## START TEXT TO READ
I'll give this a go on Monday and see how well I fair...

KT

----------


## peter_hall

hold a table in your database which stores a 4-digit code (the one you'd like to start with, eg 2001). This will be the only entry in the that table. Then read this off to complete your cat number, add 1 to it ready for the next moggy and your application will be purr-fect.

Say the table is CodeDigits and the field is Code. with a value of 2001.  Put a command button on your form. In the code module for the form add this code for the click event of the command button:

dim db as database, myCode as string
dim rs as recordset
set db = currentdb
set rs = db.openrecordset("Codedigits",2)
rs.movefirst
myCode = rs!Code            ' 4-dig code for this cat
rscode.edit                      ' now we'll update the code
rs!Code = rsCode +1         ' add 1 to the code
rscode.update                  ' store the codeready for next cat

now do something like :
CompleteCatCode = left(txtBreed,3) & left(sex,1) etc etc &   add MyCode at the end

Now save the CompleteCatCode to your database. no problem

----------


## KTaylor

Peter,

I tried this code and I got the following error:
dim db as database, myCode as string
"User defined type not identified"
## END TEXT TO READ
## START SUPPLIED MATERIAL
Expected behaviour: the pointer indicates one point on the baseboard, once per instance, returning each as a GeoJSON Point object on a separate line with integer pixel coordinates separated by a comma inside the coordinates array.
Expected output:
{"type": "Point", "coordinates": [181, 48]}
## END SUPPLIED MATERIAL
BRIEF:
Answer these questions about the forum thread:
1. What example value is given for the 4-digit starting code?
2. What should be put on the form to hold the click event code?
3. What error message did KTaylor receive?
The lines are separate material, unrelated to the forum thread.

EXERCISE ANSWER:
1. 2001
2. A command button
3. "User defined type not identified"